■ **Objective**:
Every record below should be printed exactly as it appears.
----------
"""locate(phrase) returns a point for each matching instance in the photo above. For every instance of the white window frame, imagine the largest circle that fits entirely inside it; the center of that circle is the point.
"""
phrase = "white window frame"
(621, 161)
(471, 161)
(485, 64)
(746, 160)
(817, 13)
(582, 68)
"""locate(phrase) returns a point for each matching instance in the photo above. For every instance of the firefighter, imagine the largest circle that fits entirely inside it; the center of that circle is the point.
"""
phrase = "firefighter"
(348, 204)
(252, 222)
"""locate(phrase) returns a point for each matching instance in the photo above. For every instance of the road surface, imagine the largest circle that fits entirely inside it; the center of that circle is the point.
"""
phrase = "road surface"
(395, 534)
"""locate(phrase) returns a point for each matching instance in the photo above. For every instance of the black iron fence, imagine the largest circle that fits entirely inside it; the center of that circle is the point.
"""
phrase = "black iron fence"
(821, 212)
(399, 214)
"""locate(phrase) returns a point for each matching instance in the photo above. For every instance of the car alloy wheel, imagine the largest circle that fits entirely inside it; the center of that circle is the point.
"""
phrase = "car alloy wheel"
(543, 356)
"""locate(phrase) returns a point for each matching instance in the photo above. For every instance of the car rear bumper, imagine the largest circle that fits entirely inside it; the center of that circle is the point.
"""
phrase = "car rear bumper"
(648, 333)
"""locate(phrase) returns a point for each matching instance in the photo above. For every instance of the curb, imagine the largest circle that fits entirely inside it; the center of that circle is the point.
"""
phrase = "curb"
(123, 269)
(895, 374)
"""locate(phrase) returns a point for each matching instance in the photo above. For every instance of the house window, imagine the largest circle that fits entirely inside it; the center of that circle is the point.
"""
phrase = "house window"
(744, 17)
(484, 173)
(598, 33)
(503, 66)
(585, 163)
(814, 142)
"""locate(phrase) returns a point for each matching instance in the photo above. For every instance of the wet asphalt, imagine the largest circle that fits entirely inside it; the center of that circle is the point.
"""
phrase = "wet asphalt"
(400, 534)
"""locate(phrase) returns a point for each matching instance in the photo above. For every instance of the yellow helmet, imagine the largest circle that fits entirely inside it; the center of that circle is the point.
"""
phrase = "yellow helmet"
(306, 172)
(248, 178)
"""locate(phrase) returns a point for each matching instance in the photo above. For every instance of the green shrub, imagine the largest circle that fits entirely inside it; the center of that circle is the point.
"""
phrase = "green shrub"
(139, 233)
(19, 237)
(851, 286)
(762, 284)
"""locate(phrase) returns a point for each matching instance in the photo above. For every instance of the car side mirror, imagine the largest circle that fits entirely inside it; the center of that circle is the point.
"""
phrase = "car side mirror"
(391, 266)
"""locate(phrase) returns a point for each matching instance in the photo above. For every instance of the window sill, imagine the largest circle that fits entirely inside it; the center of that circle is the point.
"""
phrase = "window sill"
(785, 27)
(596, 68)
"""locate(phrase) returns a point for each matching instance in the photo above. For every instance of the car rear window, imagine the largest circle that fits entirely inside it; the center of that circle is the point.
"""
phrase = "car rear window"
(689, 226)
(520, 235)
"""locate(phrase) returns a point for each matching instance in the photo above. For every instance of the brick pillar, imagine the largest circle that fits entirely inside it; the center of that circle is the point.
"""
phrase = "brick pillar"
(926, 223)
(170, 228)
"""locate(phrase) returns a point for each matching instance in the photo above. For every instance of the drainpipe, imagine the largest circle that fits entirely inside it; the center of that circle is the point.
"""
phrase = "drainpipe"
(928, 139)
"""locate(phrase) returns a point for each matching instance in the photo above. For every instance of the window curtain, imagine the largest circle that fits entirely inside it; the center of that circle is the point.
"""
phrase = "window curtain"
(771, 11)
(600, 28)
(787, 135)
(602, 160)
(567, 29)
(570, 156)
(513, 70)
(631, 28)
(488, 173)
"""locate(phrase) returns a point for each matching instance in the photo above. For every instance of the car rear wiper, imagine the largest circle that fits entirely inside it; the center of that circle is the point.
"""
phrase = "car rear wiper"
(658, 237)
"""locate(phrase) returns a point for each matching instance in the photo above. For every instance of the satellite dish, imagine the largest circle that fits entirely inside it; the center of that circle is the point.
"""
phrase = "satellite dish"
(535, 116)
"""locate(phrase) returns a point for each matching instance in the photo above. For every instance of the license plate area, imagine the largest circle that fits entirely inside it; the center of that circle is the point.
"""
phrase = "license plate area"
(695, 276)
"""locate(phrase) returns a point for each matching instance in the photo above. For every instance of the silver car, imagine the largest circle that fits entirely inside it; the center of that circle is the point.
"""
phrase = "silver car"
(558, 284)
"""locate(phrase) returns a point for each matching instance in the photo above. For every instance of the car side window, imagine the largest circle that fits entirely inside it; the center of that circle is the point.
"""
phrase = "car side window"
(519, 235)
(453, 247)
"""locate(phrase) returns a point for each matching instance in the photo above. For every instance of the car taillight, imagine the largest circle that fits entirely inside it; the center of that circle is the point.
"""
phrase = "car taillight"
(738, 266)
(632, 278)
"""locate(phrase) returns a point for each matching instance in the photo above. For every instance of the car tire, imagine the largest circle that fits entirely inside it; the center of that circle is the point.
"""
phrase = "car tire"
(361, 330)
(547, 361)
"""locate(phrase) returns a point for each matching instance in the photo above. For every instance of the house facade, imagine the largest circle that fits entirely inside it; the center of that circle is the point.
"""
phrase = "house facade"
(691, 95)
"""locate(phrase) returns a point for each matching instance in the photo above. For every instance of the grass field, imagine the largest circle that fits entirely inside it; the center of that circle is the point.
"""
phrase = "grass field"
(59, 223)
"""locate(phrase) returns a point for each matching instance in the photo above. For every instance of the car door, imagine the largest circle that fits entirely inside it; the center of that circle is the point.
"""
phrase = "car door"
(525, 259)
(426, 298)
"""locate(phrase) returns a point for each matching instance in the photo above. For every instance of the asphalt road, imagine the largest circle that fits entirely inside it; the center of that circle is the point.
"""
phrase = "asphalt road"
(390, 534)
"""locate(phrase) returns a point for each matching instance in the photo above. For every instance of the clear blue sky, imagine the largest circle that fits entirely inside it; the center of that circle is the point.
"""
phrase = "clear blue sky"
----------
■ **Exercise solution**:
"""locate(phrase) returns a point for each matching instance in the photo above. For every instance of the white window frame, imagine the largest circle that fits entirely inside it; the center of that circle is the point.
"""
phrase = "white window frame"
(621, 161)
(471, 161)
(485, 64)
(746, 160)
(817, 13)
(582, 68)
"""locate(phrase) returns a point for each matching instance in the photo above. For every instance of the firefighter, imagine the largest circle that fits entirely inside it; the center of that circle is the point.
"""
phrase = "firefighter"
(348, 204)
(252, 222)
"""locate(phrase) returns a point for each matching instance in the photo above. For every instance of the road surface, imagine the largest circle that fits entirely inside it; the center of that circle is the point.
"""
phrase = "road surface"
(395, 534)
"""locate(phrase) returns a point for each matching instance in the photo above. For every instance of the black iron fence, imagine the largest circle that fits entirely inside it; the center of that circle is the point.
"""
phrase = "black iron fence"
(821, 212)
(399, 214)
"""locate(phrase) returns a point for each matching instance in the photo above. For every instance of the car alloy wheel, imagine the largest circle that fits entirely inside it; the center of that circle is the point.
"""
phrase = "car alloy wheel"
(543, 356)
"""locate(phrase) returns a point for each matching instance in the photo above. For every instance of the car rear bumper, imagine the largest circle that fits entirely inside it; the center of that circle is the point.
"""
phrase = "car rear bumper"
(648, 333)
"""locate(phrase) returns a point for each matching instance in the photo above. For every instance of the curb, imagine the largest circle that fits entirely inside it; the center of that circle is the point.
"""
phrase = "curb"
(123, 269)
(895, 374)
"""locate(phrase) returns a point for each matching instance in the photo above. For every instance of the house window, imagine the largest circle that fits entirely inside it; the center of that circle is the point.
"""
phrase = "house window"
(744, 17)
(484, 173)
(598, 33)
(503, 66)
(585, 163)
(814, 142)
"""locate(phrase) returns a point for each matching instance in the photo above. For every instance of the wet asphalt, imagine the largest circle that fits entirely inside it; the center of that circle is the point.
"""
phrase = "wet asphalt"
(400, 534)
"""locate(phrase) returns a point for each matching instance in the photo above. For every instance of the yellow helmet, imagine the largest circle that fits entirely inside it; the center of that circle is the point.
"""
phrase = "yellow helmet"
(306, 172)
(248, 178)
"""locate(phrase) returns a point for each matching instance in the photo above. For every instance of the green shrub, imagine the largest circle that fits entirely inside it; the center of that circle is the point.
"""
phrase = "green shrub"
(139, 233)
(19, 237)
(851, 286)
(762, 284)
"""locate(phrase) returns a point for each matching instance in the photo above. For every instance of the car side mirror, imagine the largest circle that fits entirely inside it; the center of that circle is the point.
"""
phrase = "car side mirror"
(391, 266)
"""locate(phrase) returns a point for each matching instance in the photo above. For every instance of the window sill, imagine the largest circle that fits entirely inside it; the center of that circle is the point.
"""
phrase = "window sill"
(785, 27)
(596, 68)
"""locate(phrase) returns a point for each matching instance in the photo above. For every instance of the car rear window, imagine the largest circle that fits entirely inside it; the center of that circle is the point.
"""
phrase = "car rear window"
(689, 226)
(520, 235)
"""locate(phrase) returns a point for each matching instance in the photo above. For every instance of the brick pillar, imagine the largest circle that fits entirely inside it; the center of that circle is the point.
"""
phrase = "brick pillar"
(926, 223)
(170, 228)
"""locate(phrase) returns a point for each matching instance in the photo above. For every instance of the drainpipe, imagine the largest circle that fits entirely inside it; the center of that circle is the point.
"""
phrase = "drainpipe"
(928, 139)
"""locate(phrase) returns a point for each matching instance in the photo above. For every instance of the window curtain, imagine the largest circle that fits entirely inside it; the center of that circle is the point.
"""
phrase = "window curtain"
(771, 11)
(600, 28)
(787, 135)
(602, 160)
(567, 29)
(570, 156)
(513, 70)
(631, 28)
(488, 173)
"""locate(phrase) returns a point for each matching instance in the photo above. For every instance of the car rear wiper, imagine the largest circle that fits entirely inside it; the center of that circle is the point.
"""
phrase = "car rear wiper"
(658, 237)
"""locate(phrase) returns a point for each matching instance in the photo above. For every instance of the satellite dish, imagine the largest circle that fits entirely inside it; the center of that circle is the point.
"""
phrase = "satellite dish"
(535, 116)
"""locate(phrase) returns a point for each matching instance in the photo above. For every instance of the license plate area, imagine the largest circle that fits entirely inside it; the center of that circle is the point.
"""
phrase = "license plate area"
(695, 276)
"""locate(phrase) returns a point for each matching instance in the photo above. For every instance of the silver car, imagine the largest circle that fits entirely inside it; the center of that circle is the point.
"""
phrase = "silver car"
(558, 284)
"""locate(phrase) returns a point for each matching instance in the photo above. For every instance of the car side window, imagine the largest circle that fits entirely inside it; the center of that circle is the point.
"""
phrase = "car side window"
(519, 235)
(453, 247)
"""locate(phrase) returns a point for each matching instance in the photo above. For every instance of the car taillight, imagine the largest circle that fits entirely inside it; the center of that circle is the point.
"""
phrase = "car taillight"
(738, 266)
(632, 278)
"""locate(phrase) returns a point for each matching instance in the photo above. For every instance of the car tire, imagine the largest circle that fits entirely inside it; the center of that circle is the point.
"""
phrase = "car tire"
(361, 330)
(547, 361)
"""locate(phrase) returns a point for each matching instance in the photo above. For every instance of the house facade, imagine the largest circle that fits entirely inside it; the center of that circle is the point.
"""
phrase = "house facade"
(691, 95)
"""locate(phrase) returns a point for each matching instance in the photo above. For every instance of the grass field, imagine the largest circle that fits entirely inside it; the center of that circle is the point.
"""
phrase = "grass field"
(59, 223)
"""locate(phrase) returns a point for each matching instance in the photo above. For every instance of the car door, imagine the largest circle that fits entirely inside it; the center of that circle is the point.
"""
phrase = "car door"
(525, 259)
(426, 298)
"""locate(phrase) returns a point for each matching instance in the photo above. For every instance of the asphalt road, imagine the largest circle that fits entirely inside it; the center of that circle is the point.
"""
phrase = "asphalt road"
(390, 534)
"""locate(phrase) returns a point for each matching instance in the photo above. For every instance of the clear blue sky, imagine the largest circle that fits entirely inside it; the center of that circle is the point.
"""
phrase = "clear blue sky"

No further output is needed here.